A história de Siffre começou em 1939, em Nice, na costa mediterrânea da França – mas foi só em 1962 que os eventos que o tornaram famoso começaram a se desenrolar. Agora recém-formado na Sorbonne, ele voltou para casa para investigar as propriedades geológicas de uma geleira recém-descoberta – mas o destino tinha outros planos.

“No início, minha ideia era preparar uma expedição geológica e passar cerca de quinze dias no subsolo estudando a geleira”, lembrou Siffre, “mas alguns meses depois, disse a mim mesmo: ‘Bem, quinze dias não são suficientes. Não verei nada. Então, decidi ficar dois meses.”

“Decidi viver como um animal, sem relógio, no escuro, sem saber as horas”, disse ele.

Por 63 dias, então, ele viveu 130 metros abaixo da superfície, em uma caverna gelada desprovida de luz natural ou qualquer dispositivo de cronometragem. A temperatura estava abaixo de zero; A umidade era de 98%. Ele não tinha contato com o mundo exterior.

Registros do conjunto de dados de anotação de pontos
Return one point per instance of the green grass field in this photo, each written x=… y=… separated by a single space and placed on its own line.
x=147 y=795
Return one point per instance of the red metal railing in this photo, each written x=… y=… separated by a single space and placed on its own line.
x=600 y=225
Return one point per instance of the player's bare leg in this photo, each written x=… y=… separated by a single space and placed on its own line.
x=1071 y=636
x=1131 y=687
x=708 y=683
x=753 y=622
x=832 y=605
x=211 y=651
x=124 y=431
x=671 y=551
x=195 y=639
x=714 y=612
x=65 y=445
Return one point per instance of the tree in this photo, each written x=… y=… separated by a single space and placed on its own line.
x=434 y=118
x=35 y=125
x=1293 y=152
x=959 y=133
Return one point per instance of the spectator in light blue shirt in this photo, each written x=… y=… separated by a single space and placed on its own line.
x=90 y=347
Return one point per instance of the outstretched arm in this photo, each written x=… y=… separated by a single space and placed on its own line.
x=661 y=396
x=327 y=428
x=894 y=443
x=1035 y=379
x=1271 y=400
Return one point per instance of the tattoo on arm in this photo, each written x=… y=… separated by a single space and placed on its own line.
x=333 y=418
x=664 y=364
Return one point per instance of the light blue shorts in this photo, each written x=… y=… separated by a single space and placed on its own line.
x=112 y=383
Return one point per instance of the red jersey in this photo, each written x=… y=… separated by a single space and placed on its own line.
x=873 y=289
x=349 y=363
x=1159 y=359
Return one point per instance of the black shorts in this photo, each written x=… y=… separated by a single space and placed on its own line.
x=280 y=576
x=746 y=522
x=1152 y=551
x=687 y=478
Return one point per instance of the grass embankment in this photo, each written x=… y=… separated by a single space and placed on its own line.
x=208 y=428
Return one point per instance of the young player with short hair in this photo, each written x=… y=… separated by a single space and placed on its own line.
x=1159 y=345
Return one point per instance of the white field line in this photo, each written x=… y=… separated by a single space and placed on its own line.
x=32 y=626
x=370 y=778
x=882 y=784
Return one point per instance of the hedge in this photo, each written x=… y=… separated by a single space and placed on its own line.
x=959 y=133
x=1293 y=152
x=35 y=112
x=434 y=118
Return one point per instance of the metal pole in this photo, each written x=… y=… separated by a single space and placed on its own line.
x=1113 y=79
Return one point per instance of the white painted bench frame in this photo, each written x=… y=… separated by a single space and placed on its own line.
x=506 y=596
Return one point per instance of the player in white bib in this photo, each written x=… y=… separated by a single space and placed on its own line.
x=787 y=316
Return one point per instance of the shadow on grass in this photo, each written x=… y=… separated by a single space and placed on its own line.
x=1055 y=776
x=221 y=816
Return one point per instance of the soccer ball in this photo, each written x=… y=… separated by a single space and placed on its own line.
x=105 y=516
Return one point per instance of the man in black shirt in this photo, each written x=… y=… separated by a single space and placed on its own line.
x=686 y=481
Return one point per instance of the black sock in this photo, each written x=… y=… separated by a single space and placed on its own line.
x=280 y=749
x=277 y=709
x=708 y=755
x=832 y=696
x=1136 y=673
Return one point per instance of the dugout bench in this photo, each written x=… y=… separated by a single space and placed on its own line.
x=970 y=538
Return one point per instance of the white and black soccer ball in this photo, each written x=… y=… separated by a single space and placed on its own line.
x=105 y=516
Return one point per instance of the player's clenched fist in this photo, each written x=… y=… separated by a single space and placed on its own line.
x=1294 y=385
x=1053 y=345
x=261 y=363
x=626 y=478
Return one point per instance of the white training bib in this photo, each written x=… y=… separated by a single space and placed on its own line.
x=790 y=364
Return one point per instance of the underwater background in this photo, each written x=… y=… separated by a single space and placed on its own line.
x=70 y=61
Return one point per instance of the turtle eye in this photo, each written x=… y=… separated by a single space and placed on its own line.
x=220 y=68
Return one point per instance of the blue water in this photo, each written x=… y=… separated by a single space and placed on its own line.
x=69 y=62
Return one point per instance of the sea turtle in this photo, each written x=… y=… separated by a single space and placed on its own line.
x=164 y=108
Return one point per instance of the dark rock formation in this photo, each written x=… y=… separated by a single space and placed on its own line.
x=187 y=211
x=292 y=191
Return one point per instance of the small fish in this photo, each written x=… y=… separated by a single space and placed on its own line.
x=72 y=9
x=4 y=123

---

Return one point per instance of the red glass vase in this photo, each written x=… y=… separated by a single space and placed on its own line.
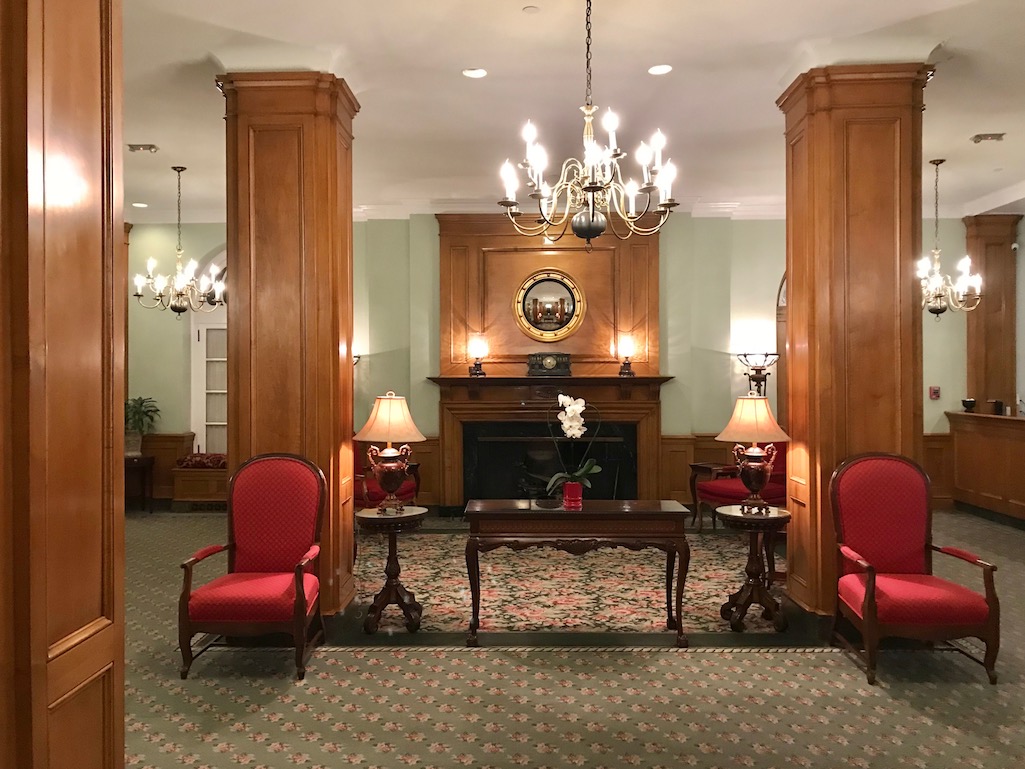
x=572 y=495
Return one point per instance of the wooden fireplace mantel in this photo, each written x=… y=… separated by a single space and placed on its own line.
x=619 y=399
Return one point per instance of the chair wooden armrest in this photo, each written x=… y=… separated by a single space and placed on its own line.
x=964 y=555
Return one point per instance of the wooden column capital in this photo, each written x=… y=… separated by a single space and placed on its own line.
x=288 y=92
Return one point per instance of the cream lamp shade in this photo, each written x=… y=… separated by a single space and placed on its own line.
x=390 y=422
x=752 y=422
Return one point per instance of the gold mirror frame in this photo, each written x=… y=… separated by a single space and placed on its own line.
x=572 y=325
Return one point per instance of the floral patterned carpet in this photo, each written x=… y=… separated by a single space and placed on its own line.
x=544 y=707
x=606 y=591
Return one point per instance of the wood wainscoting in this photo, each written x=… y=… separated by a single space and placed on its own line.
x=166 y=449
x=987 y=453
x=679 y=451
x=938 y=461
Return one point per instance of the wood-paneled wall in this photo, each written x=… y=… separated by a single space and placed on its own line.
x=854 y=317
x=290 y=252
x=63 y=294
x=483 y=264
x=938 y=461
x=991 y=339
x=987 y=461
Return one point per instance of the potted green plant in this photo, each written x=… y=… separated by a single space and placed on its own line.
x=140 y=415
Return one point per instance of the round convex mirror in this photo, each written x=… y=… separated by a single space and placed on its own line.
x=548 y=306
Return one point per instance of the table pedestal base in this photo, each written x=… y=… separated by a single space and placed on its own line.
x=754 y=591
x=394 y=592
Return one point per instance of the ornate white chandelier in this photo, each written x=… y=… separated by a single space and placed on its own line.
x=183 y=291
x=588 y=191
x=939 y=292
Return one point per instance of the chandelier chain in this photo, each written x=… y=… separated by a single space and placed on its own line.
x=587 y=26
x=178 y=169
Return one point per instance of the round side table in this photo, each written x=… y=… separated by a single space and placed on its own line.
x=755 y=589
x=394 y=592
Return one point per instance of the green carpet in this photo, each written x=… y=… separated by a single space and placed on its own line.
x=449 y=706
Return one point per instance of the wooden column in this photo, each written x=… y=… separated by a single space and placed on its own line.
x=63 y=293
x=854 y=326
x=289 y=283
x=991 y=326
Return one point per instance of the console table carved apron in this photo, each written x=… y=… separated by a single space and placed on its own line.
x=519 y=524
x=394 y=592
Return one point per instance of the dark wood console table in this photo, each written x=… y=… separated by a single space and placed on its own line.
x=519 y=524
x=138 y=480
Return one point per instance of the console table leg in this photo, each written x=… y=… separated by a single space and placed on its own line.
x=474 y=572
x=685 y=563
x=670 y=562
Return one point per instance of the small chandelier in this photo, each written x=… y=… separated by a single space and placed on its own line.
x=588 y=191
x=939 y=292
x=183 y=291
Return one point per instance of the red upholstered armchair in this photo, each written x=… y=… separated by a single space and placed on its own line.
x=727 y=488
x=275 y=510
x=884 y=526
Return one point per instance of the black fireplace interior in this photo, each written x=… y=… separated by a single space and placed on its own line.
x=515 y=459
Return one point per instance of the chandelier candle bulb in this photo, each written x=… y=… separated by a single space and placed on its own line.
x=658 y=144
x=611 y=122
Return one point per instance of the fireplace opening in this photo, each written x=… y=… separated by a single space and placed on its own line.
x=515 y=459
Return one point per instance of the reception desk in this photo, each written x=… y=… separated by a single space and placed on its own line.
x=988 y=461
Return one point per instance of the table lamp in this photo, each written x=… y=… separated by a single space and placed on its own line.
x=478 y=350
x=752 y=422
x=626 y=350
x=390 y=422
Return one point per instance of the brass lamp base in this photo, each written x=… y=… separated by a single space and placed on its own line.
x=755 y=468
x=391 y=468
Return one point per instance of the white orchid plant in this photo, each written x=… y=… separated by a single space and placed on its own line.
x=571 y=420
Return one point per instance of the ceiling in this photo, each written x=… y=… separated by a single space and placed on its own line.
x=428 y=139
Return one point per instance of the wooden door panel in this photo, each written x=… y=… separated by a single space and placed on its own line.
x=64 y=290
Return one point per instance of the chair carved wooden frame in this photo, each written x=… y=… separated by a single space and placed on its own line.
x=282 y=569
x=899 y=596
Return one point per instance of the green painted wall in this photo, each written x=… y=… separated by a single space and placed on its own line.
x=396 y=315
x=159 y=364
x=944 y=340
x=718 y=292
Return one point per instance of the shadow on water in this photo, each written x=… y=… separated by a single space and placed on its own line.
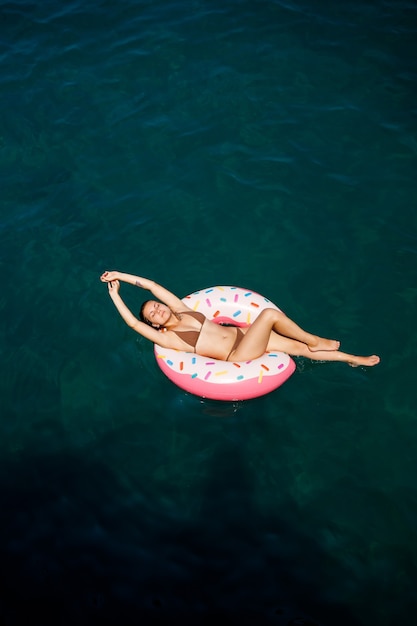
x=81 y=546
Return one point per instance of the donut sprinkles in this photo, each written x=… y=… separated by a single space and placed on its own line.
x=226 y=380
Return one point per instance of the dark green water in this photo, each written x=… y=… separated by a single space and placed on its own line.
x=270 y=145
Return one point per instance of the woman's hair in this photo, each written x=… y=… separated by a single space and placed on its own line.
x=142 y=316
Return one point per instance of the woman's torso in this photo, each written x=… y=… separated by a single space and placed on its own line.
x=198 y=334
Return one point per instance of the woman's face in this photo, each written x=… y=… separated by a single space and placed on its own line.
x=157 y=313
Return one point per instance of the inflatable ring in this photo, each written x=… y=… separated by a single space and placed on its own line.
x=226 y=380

* [Trabalho a fazer]:
1. Resuma, por favor, o texto sobre Siffre em duas frases.
2. Reproduza o trecho do texto sobre Siffre de "A história de" até "tinha outros planos.", inclusive, trocando o nome "Sorbonne" por "Universidade de Paris".

* [Respostas completas]:
1. Em 1962, recém-formado na Sorbonne, Siffre voltou para casa para investigar uma geleira recém-descoberta e decidiu passar dois meses no subsolo, vivendo sem relógio e no escuro. Por 63 dias, ele viveu 130 metros abaixo da superfície, em uma caverna gelada sem luz natural nem dispositivo de cronometragem e sem contato com o mundo exterior.

2.
A história de Siffre começou em 1939, em Nice, na costa mediterrânea da França – mas foi só em 1962 que os eventos que o tornaram famoso começaram a se desenrolar. Agora recém-formado na Universidade de Paris, ele voltou para casa para investigar as propriedades geológicas de uma geleira recém-descoberta – mas o destino tinha outros planos.